* PROBLEM REQUIREMENTS: In which lines of the data does the string "horizon" appear? Copy every one.
====
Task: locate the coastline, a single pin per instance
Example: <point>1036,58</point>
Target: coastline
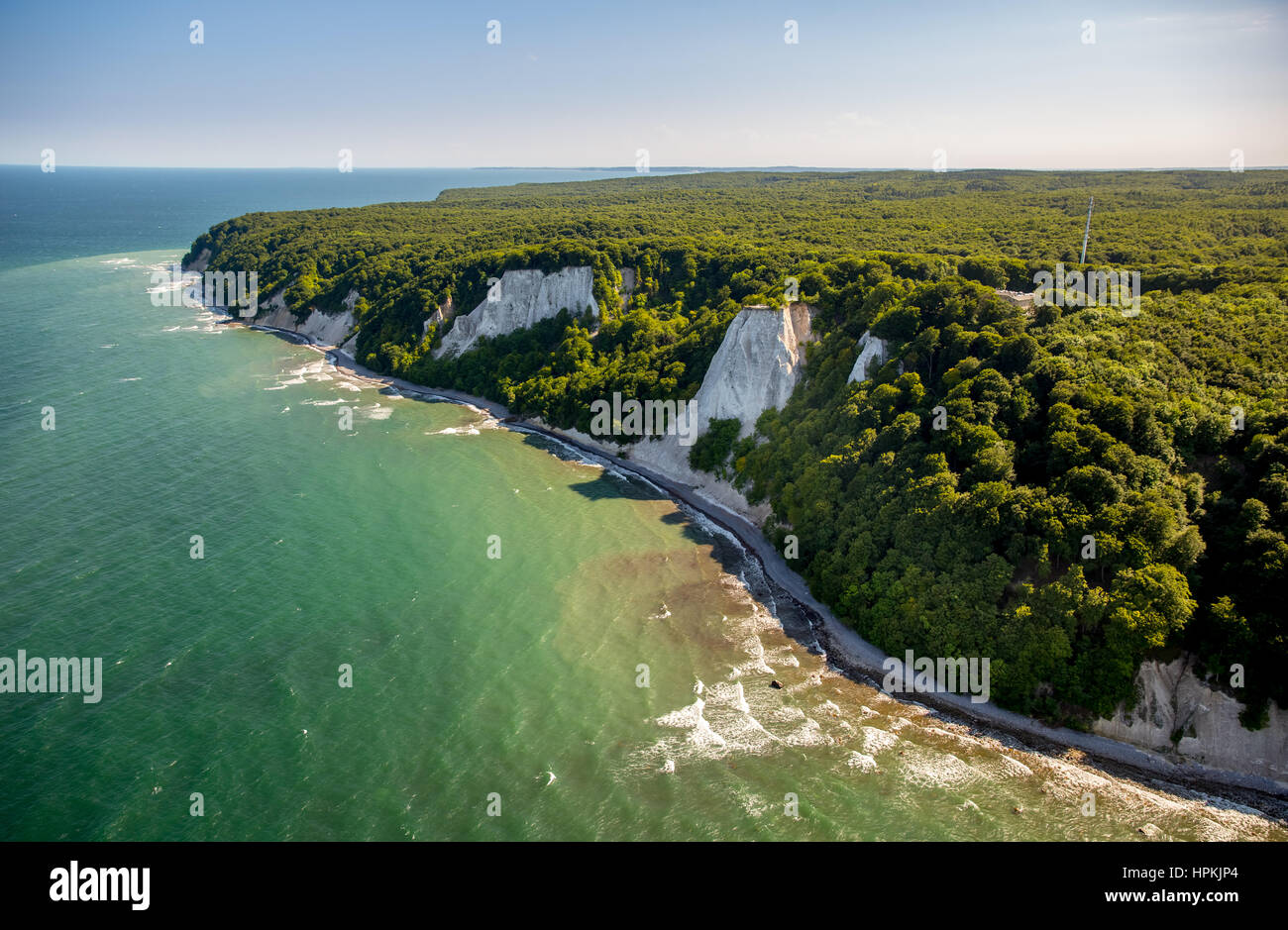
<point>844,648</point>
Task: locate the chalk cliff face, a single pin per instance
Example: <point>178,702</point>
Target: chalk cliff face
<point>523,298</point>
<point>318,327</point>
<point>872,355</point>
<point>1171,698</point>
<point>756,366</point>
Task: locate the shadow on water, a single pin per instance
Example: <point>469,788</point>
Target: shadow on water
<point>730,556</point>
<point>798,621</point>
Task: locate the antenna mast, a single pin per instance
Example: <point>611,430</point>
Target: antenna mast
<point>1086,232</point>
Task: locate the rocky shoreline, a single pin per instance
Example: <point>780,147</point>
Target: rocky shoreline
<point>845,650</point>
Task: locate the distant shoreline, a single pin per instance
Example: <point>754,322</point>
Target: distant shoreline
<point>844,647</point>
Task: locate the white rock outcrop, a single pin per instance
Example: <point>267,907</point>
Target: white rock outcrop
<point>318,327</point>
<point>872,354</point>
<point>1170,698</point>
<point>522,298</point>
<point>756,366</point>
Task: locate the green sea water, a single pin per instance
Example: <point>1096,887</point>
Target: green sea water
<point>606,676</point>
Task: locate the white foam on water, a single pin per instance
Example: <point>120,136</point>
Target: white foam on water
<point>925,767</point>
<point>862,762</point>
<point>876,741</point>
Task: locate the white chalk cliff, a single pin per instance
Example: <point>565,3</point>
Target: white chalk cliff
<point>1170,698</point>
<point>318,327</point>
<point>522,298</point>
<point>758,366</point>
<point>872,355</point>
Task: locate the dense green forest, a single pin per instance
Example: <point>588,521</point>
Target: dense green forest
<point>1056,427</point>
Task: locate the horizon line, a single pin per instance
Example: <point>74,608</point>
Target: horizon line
====
* COMPLETED EXERCISE:
Task: locate the horizon line, a single pin per instance
Target: horizon line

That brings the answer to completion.